> **Requirement**
Without the images, write out the whole listing exactly.

(Collected data)
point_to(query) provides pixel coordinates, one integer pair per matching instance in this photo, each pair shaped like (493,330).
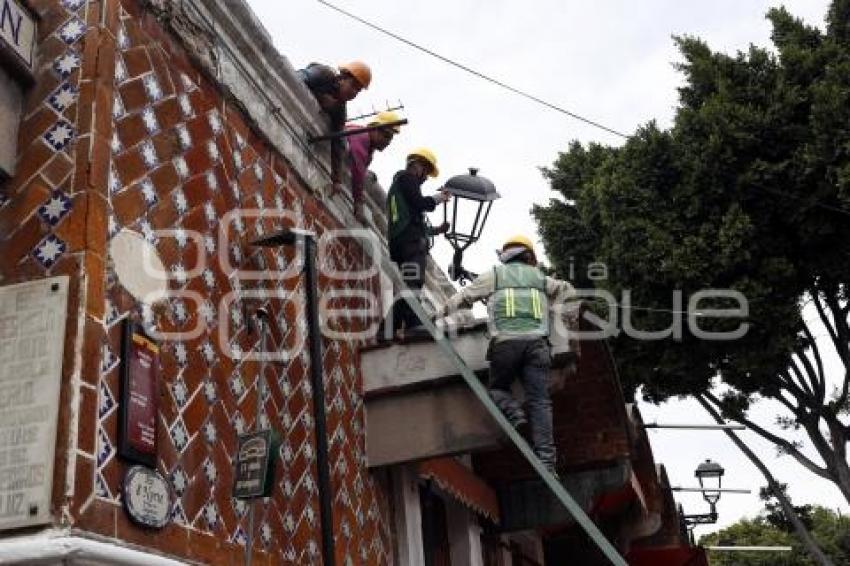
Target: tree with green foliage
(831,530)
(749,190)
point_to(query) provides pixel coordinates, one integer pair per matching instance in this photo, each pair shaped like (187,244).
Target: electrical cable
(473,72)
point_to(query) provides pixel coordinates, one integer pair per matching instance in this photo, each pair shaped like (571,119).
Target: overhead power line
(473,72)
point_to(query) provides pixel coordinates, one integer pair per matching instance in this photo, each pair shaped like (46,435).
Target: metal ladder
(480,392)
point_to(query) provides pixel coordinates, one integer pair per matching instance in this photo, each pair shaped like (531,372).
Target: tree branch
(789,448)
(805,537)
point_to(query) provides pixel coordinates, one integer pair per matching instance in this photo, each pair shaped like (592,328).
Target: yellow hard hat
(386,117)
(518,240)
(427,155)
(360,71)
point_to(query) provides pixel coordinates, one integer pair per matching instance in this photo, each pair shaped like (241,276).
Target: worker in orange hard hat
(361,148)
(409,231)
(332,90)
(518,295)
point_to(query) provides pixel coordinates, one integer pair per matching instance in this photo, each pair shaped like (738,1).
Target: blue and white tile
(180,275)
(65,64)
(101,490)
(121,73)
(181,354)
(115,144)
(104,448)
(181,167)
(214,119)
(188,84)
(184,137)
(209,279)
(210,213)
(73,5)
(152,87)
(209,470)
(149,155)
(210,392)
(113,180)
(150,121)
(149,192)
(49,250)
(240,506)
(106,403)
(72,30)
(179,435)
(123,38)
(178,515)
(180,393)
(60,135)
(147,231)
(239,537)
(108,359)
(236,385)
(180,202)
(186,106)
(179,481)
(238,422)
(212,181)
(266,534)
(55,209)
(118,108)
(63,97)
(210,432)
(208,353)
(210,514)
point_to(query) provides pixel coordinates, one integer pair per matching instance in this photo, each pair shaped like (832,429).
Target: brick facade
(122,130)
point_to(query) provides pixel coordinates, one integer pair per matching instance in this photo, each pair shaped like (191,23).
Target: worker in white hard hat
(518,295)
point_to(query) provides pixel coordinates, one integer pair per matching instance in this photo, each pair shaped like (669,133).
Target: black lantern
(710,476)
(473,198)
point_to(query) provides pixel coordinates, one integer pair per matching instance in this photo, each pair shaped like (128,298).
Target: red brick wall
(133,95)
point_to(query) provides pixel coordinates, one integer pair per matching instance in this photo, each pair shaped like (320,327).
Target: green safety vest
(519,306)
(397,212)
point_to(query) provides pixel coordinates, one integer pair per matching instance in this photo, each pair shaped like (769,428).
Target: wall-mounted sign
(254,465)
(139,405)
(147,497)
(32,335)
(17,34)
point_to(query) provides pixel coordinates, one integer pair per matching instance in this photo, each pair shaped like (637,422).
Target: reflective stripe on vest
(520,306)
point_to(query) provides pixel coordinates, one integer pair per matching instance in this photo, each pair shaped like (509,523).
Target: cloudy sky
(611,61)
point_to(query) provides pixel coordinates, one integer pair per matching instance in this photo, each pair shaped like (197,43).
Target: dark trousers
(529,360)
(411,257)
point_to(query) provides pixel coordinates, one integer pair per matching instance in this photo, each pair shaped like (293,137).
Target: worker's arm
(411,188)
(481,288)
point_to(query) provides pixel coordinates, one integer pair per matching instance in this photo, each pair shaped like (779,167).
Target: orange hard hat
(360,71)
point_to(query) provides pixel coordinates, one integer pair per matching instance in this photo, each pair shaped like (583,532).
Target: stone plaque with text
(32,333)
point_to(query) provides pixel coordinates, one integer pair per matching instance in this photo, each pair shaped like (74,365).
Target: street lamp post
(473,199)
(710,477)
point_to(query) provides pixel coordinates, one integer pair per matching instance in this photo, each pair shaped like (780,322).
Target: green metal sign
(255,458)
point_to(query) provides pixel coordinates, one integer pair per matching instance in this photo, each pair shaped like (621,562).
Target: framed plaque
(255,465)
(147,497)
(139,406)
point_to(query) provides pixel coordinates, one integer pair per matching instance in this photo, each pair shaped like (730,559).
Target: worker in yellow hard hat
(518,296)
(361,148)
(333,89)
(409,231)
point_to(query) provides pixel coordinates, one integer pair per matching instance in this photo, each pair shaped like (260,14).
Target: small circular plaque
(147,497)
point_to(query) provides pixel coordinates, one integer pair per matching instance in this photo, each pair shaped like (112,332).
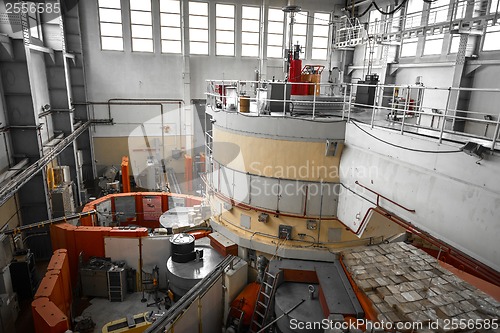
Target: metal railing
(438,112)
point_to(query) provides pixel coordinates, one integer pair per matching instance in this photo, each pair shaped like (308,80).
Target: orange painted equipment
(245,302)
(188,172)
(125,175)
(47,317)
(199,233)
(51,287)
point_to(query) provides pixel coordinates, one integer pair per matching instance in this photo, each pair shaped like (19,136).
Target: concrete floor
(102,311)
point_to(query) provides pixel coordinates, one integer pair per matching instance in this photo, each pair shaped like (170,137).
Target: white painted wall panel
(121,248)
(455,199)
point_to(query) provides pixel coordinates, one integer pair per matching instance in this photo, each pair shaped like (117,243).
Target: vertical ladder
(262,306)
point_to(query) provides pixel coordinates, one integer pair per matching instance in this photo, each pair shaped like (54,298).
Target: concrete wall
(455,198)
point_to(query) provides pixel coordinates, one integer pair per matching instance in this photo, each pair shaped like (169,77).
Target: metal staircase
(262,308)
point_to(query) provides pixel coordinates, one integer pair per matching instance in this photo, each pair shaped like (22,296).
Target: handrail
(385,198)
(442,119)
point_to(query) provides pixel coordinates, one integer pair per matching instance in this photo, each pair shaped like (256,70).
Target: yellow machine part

> **Complete answer**
point_to(query) provides pixel coordinates, one integer pair per matching instance in this photo, each pair shaped like (493,330).
Target: tree with green foliage
(831,530)
(749,190)
point_to(query) provides pixel coordinates, one integer pair per matching instance in this photo, each pair shaped like (187,244).
Target: electrical cable
(473,72)
point_to(query) provides pixel coordinates, one integer pair per matching instance in this photo, each pair shaped like (571,119).
Target: overhead power line
(473,72)
point_to(query) provides pixel coordinates, one integer pair per matching instance in this photo, each pair shaped like (46,435).
Target: metal ladder
(480,392)
point_to(query) provides pixel coordinates, one integer pair per matching instance in this photo, each pair shaped like (531,372).
Target: tree branch
(789,448)
(805,537)
point_to(query) provides pixel coordinates, one integer pair per matching instance in this photo, each pair shaped like (592,328).
Target: yellow hard hat
(386,117)
(518,240)
(427,155)
(360,71)
point_to(query) provides pixel coordinates, one integer pair per matching instance in this photo, each pair shaped like (241,276).
Target: worker in orange hard hat
(361,148)
(409,231)
(332,90)
(518,295)
point_to(query) provides pixel coordinates, one integer pair per matching instance in this photo, each pair shaped like (738,1).
Target: blue and white tile
(180,275)
(65,64)
(101,490)
(121,73)
(181,354)
(115,144)
(104,448)
(181,167)
(214,119)
(188,84)
(184,137)
(209,279)
(210,213)
(73,5)
(152,87)
(209,470)
(149,155)
(210,392)
(113,180)
(150,121)
(149,192)
(49,250)
(240,506)
(106,403)
(72,30)
(179,435)
(123,38)
(178,515)
(180,393)
(60,135)
(147,231)
(239,537)
(108,359)
(236,385)
(180,202)
(186,106)
(179,481)
(238,422)
(212,181)
(266,534)
(55,209)
(118,108)
(63,97)
(210,432)
(208,353)
(210,514)
point_to(query) provides pixel coordinates, one integer pair per matching instance in this photo, each pair shaped like (832,429).
Target: brick facade
(122,130)
point_to(query) provides pixel coordinates, one integer pair per matching instance in this photo, each pair shaped like (191,23).
Target: worker in white hard hat
(518,295)
point_to(query) provides pixel coordinates, one integer pair per matching instance in this photo, each pair shaped like (669,133).
Target: black lantern
(710,476)
(473,198)
point_to(query) provides pixel coordinates, one integer pair per matching instance in this photo, each pair shaped like (128,298).
Target: red brick wall
(133,95)
point_to(query) provides pixel coordinates, one integer pair per matching instance in this photo, each pair shaped like (320,327).
Target: green safety vest
(519,306)
(397,212)
point_to(query) provides pixel coordinates, one integer pair per matching instance in this photo, each pair shaped like (769,428).
Target: wall-mounted sign
(254,465)
(139,405)
(147,497)
(32,335)
(17,34)
point_to(query) provides pixel coordinates, one integer pair per matching instance in this photo, each pair shaped like (637,422).
Target: reflective stripe on vest
(520,306)
point_to(query) provides pixel coordinates, one integer pair per matching instance in this photo, each pair shaped like (509,523).
Target: cloudy sky
(611,61)
point_to(query) provides pixel coordinates, one integer pair per matching instance in this photo, each pair shaped like (197,43).
Target: dark trousers
(529,360)
(411,257)
point_to(query) provides pixel coordinates, one integer pair per matching instance in this photo, each pair shaped like (293,137).
Target: worker's arm
(411,188)
(481,288)
point_to(query) provides pixel coordinates, one integer pair per matching instance in this photo, each pair shaped like (779,167).
Target: orange hard hat
(360,71)
point_to(query) provides pixel coordinates, one integer pair per matching instance in this photo, each pair shaped like (583,532).
Target: stone plaque with text
(32,333)
point_to(query) provides pixel coordinates, one integer pair per matching instance in this photo, each pair shaped like (74,365).
Target: street lamp post
(473,199)
(710,477)
point_to(query) provides pixel coordinates, one integer pair per matching instance in this photo, each pair shaped like (780,322).
Target: green metal sign
(255,458)
point_to(query) provides pixel coordinates, one integer pair per matching instance in this photo, each pair shaped like (621,562).
Target: framed plaque
(255,465)
(147,497)
(139,406)
point_to(query) provides pixel coordinates, one integer pair per matching instance in this photo, each pair shaped like (730,559).
Target: worker in yellow hard hat
(518,296)
(361,148)
(333,89)
(409,231)
point_to(query) provides pixel coordinates, one integer pair per matching instance in this photo, each pair shaped like (260,14).
Target: small circular plaque
(147,497)
point_to(query) provides pixel coordinates, one integer pair per matching instance in this photo, each pair shaped like (112,332).
Target: metal railing
(438,112)
point_to(query) provides pixel coordinates, one integer pair per matching instance in this photo, each pair shaped like (308,80).
Target: orange painted equipment
(245,302)
(188,172)
(125,175)
(47,317)
(199,233)
(51,287)
point_to(query) provides pixel coordinates, one integer pair per matching instance in this photo, each pair shaped like (19,136).
Target: concrete floor
(102,311)
point_to(query) provides pixel coordinates, one integer pair per matching instance in this photo, each pair shaped like (170,137).
Target: white painted wall panel
(121,248)
(455,199)
point_to(query) provides pixel coordinates, one integer pair per matching instance in this photo, each pair shaped like (117,243).
Target: vertical ladder
(262,306)
point_to(query) provides pixel coordinates, one integer pair per matching instance in this photo, each pair shaped like (54,298).
Target: concrete wall
(455,198)
point_to(query) provides pixel coordinates, one integer pair per matching instance in this photo, each pair shaped like (169,77).
Target: metal staircase
(262,308)
point_to(query) provides pixel coordinates, one integer pair per matching instance in this photo, each pair shaped like (22,296).
Target: handrail
(385,198)
(442,119)
point_to(query) provides pixel coordinates, one integer pair per matching instance in this photo, each pair shaped like (256,70).
Target: yellow machine part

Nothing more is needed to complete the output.